● **Problem requirements**:
Please report every line in the records below that contains the word "dome", copying each such line in full.

● **Records supplied**:
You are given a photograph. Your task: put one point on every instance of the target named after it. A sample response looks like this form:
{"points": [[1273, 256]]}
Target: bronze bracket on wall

==

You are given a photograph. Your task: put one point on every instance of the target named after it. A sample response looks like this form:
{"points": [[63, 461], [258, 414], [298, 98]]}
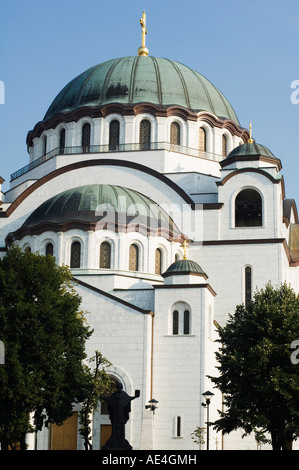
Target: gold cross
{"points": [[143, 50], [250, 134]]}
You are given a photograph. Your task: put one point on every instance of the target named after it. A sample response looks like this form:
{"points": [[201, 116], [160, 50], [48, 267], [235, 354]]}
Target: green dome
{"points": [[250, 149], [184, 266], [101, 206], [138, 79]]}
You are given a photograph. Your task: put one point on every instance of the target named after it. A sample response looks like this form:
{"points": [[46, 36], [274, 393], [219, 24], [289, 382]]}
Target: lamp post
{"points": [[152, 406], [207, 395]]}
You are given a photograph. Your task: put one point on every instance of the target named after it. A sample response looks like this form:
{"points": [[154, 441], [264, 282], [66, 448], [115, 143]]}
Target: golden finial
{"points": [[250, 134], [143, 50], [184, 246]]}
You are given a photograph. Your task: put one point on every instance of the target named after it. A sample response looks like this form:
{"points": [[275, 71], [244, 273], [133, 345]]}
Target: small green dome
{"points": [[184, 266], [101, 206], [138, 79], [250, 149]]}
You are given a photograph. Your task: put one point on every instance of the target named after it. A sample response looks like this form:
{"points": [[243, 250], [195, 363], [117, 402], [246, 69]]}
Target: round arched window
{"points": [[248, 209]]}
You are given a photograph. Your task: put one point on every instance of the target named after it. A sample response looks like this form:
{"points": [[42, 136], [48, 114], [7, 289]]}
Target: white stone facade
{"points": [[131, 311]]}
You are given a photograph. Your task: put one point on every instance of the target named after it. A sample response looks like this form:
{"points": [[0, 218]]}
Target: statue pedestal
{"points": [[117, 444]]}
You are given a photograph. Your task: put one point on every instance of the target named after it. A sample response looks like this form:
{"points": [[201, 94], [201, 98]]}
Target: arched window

==

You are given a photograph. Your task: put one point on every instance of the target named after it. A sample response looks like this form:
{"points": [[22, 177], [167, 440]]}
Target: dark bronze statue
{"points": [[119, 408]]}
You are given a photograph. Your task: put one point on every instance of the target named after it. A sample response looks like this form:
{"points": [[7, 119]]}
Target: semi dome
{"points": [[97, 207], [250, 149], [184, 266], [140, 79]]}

● **Task response**:
Target: green dome
Target: small green dome
Target: semi dome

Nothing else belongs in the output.